YOUR ASSIGNMENT
Pick out all lines with the word "shrub" from the records that follow.

Items listed in a dataset
------------------------------------------------

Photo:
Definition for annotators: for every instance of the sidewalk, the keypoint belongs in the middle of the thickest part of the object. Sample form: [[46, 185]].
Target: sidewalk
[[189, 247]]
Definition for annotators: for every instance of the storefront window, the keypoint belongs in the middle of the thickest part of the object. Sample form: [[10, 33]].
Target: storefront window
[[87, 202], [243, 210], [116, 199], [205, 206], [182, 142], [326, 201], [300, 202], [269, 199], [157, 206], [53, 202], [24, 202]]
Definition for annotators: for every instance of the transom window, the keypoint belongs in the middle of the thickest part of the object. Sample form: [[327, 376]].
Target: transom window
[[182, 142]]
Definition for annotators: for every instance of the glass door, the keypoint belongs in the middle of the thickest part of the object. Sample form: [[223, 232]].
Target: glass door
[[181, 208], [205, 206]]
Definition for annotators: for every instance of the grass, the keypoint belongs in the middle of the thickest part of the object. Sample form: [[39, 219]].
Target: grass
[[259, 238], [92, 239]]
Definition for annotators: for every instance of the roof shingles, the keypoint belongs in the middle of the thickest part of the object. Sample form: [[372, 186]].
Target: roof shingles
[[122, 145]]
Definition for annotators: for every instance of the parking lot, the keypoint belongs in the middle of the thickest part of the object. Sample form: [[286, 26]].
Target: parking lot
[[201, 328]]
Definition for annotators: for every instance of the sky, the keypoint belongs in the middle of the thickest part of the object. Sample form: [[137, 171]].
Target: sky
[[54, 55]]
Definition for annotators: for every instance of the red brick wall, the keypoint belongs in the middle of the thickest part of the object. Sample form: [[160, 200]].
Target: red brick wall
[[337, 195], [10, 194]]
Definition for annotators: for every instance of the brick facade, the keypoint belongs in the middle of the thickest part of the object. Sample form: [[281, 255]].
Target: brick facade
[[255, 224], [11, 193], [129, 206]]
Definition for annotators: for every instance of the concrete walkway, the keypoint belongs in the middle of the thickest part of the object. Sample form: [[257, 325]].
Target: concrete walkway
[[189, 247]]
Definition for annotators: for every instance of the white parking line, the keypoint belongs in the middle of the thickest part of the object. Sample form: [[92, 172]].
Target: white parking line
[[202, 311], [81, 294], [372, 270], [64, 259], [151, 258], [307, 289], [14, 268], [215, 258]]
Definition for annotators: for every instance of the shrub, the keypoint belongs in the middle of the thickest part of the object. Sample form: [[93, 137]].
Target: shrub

------------------------------------------------

OUTPUT
Definition for annotators: for every instance of the shrub, the keypoint belongs in the middle of the thickest part of the object. Sample form: [[93, 137]].
Target: shrub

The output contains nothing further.